··· Data under study

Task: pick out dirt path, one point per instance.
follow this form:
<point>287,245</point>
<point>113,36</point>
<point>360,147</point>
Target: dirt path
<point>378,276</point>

······

Exercise: All the entries should be written out again precisely.

Answer space:
Task: pick out dirt path, one point per instance.
follow this form:
<point>287,245</point>
<point>113,36</point>
<point>360,147</point>
Target: dirt path
<point>378,276</point>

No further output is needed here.